Rows from a pointing dataset
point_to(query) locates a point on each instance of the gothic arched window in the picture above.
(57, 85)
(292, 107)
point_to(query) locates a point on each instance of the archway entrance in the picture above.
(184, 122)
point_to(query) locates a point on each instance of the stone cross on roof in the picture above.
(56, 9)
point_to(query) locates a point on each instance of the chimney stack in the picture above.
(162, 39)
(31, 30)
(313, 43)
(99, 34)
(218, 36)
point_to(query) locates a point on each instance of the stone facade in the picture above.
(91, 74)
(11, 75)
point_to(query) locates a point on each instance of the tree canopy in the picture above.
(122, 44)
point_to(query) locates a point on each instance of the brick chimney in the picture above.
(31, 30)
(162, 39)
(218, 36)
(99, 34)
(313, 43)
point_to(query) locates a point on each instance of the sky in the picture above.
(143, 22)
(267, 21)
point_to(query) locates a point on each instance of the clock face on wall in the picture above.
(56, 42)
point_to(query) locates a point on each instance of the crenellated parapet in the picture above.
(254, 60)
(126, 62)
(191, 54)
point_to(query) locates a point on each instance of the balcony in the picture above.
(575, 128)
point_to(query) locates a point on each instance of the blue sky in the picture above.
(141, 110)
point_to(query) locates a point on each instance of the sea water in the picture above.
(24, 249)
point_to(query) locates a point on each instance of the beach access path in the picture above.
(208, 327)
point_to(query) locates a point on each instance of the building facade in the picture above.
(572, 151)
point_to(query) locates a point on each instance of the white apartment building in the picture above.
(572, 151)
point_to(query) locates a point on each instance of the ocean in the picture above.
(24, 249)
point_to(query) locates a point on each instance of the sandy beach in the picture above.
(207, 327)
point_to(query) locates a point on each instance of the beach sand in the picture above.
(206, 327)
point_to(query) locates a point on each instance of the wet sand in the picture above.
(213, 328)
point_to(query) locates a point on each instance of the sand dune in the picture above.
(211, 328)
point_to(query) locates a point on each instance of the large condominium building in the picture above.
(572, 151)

Problem to work on: Reproduce the listing above verbatim, keeping every line and coordinate unchanged.

Response to this task:
point_to(query) locates a point on each instance of the gothic arched window in the picture above.
(57, 85)
(292, 107)
point_to(query) locates a point on each instance of the archway entrance in the picture above.
(184, 122)
point_to(query) locates a point on each instance of the stone cross on roof in the picture above.
(56, 9)
point_to(query) locates a point on each instance of the chimney stack in the picture above.
(162, 39)
(31, 30)
(313, 43)
(99, 34)
(218, 36)
point_to(query) locates a point on each instance of the stone facade in the picture above.
(91, 74)
(11, 75)
point_to(query) locates a point on each instance of the tree canopy in the picture above.
(122, 44)
point_to(query) locates a point on each instance of the brick chimney in the picture above.
(31, 30)
(162, 39)
(218, 36)
(99, 34)
(313, 43)
point_to(query) locates a point on each instance of the sky in the picture above.
(143, 22)
(267, 21)
point_to(query) locates a point on each instance of the clock face on wall in the picture above.
(56, 42)
point_to(query) locates a point on each instance of the crenellated parapet in the picture above.
(254, 60)
(126, 62)
(191, 54)
point_to(query) locates a point on each instance of the balcony in the picture above.
(575, 128)
point_to(query) locates a point on each instance of the blue sky in the picture above.
(141, 110)
point_to(query) locates a point on each instance of the sea water in the picture above.
(24, 249)
point_to(query) locates a point on each instance of the beach access path in the picture above.
(208, 327)
point_to(query) locates a point on each instance of the building facade in the picture above.
(572, 151)
point_to(query) locates a point on each instance of the white apartment building in the picture above.
(572, 151)
point_to(query) locates a point on each instance of the ocean in the picture above.
(24, 249)
point_to(query) locates a point on each instance of the sandy beach in the picture above.
(207, 327)
point_to(query) locates a point on each instance of the beach sand in the picture above.
(206, 327)
point_to(query) locates a point on each instance of the wet sand in the picture above.
(213, 328)
point_to(query) locates a point on each instance of the sand dune in the picture above.
(211, 328)
point_to(query) locates a point on each instance of the large condominium building in the picture above.
(572, 151)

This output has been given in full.